======== Document excerpt ========

On the subject of the next WAP Congress, Colette Soler’s paper in volume 6 of JCFAR, the Journal of The Centre for Freudian Analysis and Research – published all the way back 1995 – shows that this is a theme that Lacanians have been thinking about for a long time, and that this is not the first time it has been explored from the angle of changes in the symbolic order. To quote from Soler’s paper:

“… one might well ask, what does psychoanalysis do with the body? It has become a very fashionable question, though it is not really psychoanalysis that has made it so. It has become fashionable through the proliferation of what are known as physical therapies [body techniques]. We could draw up a list of them. It is quite clear that I probably only know of a quarter of these
kind of therapies. In any case, think of yoga, of all the various forms of gymnastics, of the primal scream, and all the others; the techniques are multiplying.
… Perhaps it could be said that psychoanalysis is in a certain sense a physical
therapy; you will see what I mean by this. It’s an affirmation that needs to be justified.

========

• _Questions on the material_
a. According to the passage on psychoanalysis and the body, in which volume and journal did Colette Soler's paper appear?
b. Pick up the passage on psychoanalysis and the body after its final sentence and carry it forward in the same voice.
The lines that follow aren't needed.

======== Data block ========

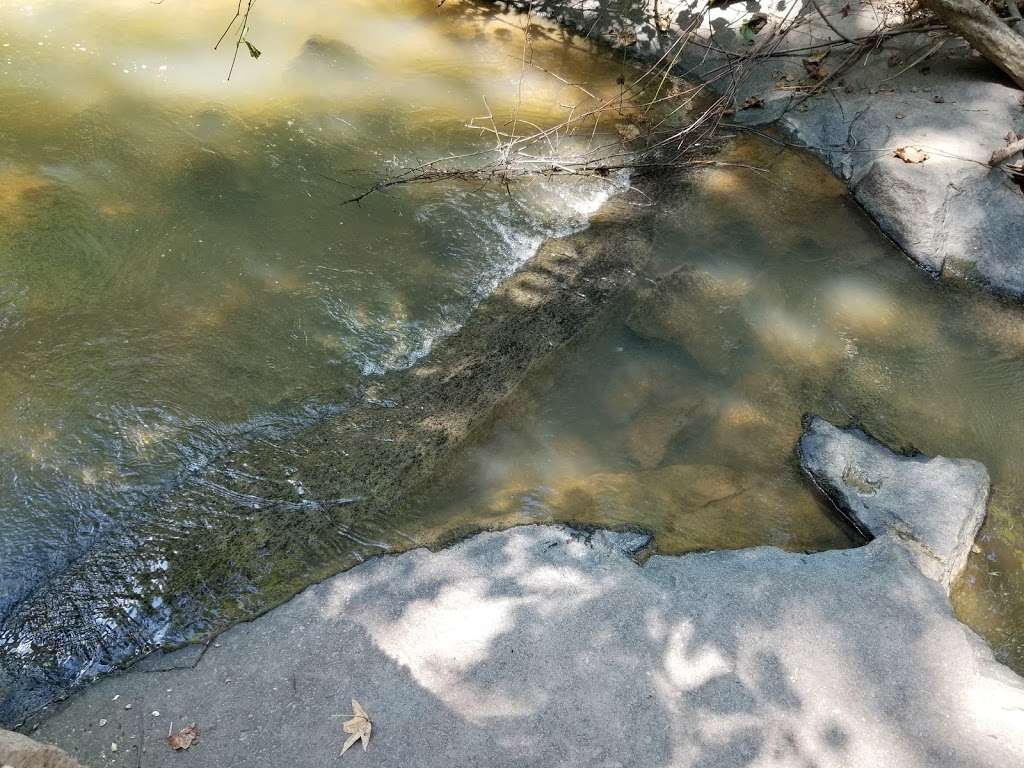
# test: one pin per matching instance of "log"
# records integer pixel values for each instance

========

• _Task answers_
a. Volume 6 of JCFAR, the Journal of The Centre for Freudian Analysis and Research.

b.
Psychoanalysis is a physical therapy”
(read in full here.)

Soler will be visiting London in May at the invite of the Centre for Freudian Analysis and Research. She will be speaking at the Freud Museum on Saturday 10th May to mark the publication of one of her most well-known books on Lacan into English. Lacan: The Unconscious Reinvented is scheduled to be released in June in both the US and UK. The schedule for the event is on CFAR’s site. CFAR has also published its timetable of public events for the summer term 2014, culminating in its Annual Conference on 12th July on Sexuality: Fantasy, Discourse and Practice.

Elisabeth Roudinesco, Lacan’s biographer and historian of psychoanalysis, was herself at the Freud Museum in London in April to talk about her new book, Lacan: In Spite of Everything. Audio of her talk can now be found amongst the Freud Museum’s podcasts.

Roudinesco also has two more interesting publications on the horizon. She is due to publish a new biography of Freud in September in French. Before then, however, an English translation of her book co-authored with Alain Badiou, Jacques Lacan, Past and Present: A Dialogue is due to be published in early May.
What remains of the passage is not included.